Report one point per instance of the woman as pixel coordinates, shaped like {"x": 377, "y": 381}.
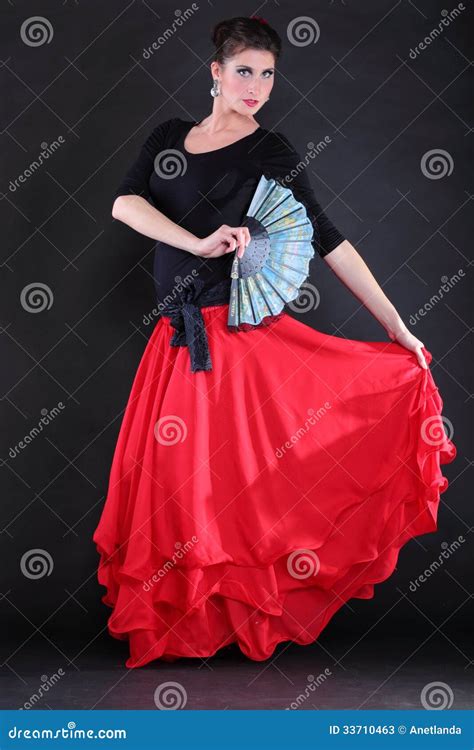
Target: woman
{"x": 261, "y": 478}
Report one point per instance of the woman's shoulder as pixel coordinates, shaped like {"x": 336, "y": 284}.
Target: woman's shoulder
{"x": 275, "y": 147}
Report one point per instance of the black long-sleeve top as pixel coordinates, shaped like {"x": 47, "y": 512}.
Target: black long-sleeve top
{"x": 200, "y": 192}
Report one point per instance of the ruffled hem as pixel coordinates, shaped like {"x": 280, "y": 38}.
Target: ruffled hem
{"x": 195, "y": 611}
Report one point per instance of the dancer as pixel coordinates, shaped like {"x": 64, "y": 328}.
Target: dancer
{"x": 261, "y": 478}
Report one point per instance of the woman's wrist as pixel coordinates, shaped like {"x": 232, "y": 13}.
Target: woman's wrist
{"x": 392, "y": 322}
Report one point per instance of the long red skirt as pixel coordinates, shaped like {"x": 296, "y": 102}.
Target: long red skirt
{"x": 248, "y": 503}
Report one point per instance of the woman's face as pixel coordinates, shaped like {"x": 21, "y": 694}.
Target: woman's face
{"x": 246, "y": 80}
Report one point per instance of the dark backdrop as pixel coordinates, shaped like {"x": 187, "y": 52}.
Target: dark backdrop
{"x": 88, "y": 89}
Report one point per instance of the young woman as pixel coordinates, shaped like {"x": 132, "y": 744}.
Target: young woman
{"x": 264, "y": 477}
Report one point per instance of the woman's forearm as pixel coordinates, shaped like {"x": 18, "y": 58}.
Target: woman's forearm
{"x": 140, "y": 215}
{"x": 352, "y": 270}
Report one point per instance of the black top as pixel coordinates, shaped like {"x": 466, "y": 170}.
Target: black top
{"x": 200, "y": 192}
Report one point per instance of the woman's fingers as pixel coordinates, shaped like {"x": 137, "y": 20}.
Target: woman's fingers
{"x": 421, "y": 356}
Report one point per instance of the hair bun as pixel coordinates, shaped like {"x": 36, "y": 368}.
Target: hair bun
{"x": 259, "y": 18}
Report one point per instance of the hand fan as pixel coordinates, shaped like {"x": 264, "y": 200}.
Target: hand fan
{"x": 276, "y": 261}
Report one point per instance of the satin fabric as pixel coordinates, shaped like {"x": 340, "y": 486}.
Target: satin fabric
{"x": 248, "y": 503}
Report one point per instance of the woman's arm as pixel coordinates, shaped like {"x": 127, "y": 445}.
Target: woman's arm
{"x": 140, "y": 215}
{"x": 352, "y": 270}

━━━━

» Exercise brief: Where an entry includes an image, leave that image out; otherwise, reproduce everything exactly.

» Response to this task:
Report one point per instance of the woman as pixel coordinates, shaped like {"x": 377, "y": 381}.
Target: woman
{"x": 261, "y": 478}
Report one point per instance of the woman's shoulder as pixel coordinates, shaped like {"x": 336, "y": 284}.
Target: woman's shoulder
{"x": 275, "y": 147}
Report one point per instance of the black long-sleeve top as pixel coordinates, shaped like {"x": 47, "y": 512}.
Target: black long-sleeve top
{"x": 200, "y": 192}
Report one point per instance of the ruffled hem as pixel coordinates, shaped like {"x": 280, "y": 38}.
Target: ruffled hem
{"x": 195, "y": 611}
Report one point per instance of the dancer as pixel coordinates, shaped like {"x": 64, "y": 328}.
Target: dancer
{"x": 261, "y": 478}
Report one point per instance of the woman's wrist as pixel coordinates, shaped like {"x": 232, "y": 13}.
Target: woman's wrist
{"x": 392, "y": 322}
Report one point per instance of the long red skirt as pixel coordinates, shaped like {"x": 296, "y": 102}.
Target: long red skirt
{"x": 248, "y": 503}
Report one point per instance of the woman's face as pixel coordinates, shaped like {"x": 21, "y": 694}.
Target: woman's face
{"x": 246, "y": 80}
Report one point per instance of the dark backdrop as pixel coordinates, shaped like {"x": 187, "y": 52}.
Target: dark backdrop
{"x": 88, "y": 89}
Report one point per instance of the young woman as pixel coordinates, shaped like {"x": 132, "y": 744}.
Target: young woman
{"x": 264, "y": 477}
Report one point per instance of the woman's forearm as pixel coordinates, shaped like {"x": 18, "y": 58}.
Target: woman's forearm
{"x": 140, "y": 215}
{"x": 352, "y": 270}
Report one point per instance of the black top as pixel coordinates, shaped like {"x": 466, "y": 170}.
Target: black top
{"x": 200, "y": 192}
Report one point per instance of the woman's fingers as pixel coordinates, shaped like {"x": 137, "y": 20}.
Target: woman's fingers
{"x": 421, "y": 356}
Report one point per instance of the hair bun as pixel coordinates, shaped like {"x": 36, "y": 368}.
Target: hair bun
{"x": 259, "y": 18}
Report one point per instance of the hand fan as pixel coordinates, shaped like {"x": 264, "y": 200}.
Target: hand fan
{"x": 276, "y": 261}
Report one point per instance of the satin fabric as pixel coordinates, shaped like {"x": 340, "y": 486}.
Target: satin fabric
{"x": 248, "y": 503}
Report one point per instance of the woman's arm as pixel coordinates, shaped like {"x": 127, "y": 445}.
Target: woman's arm
{"x": 140, "y": 215}
{"x": 352, "y": 270}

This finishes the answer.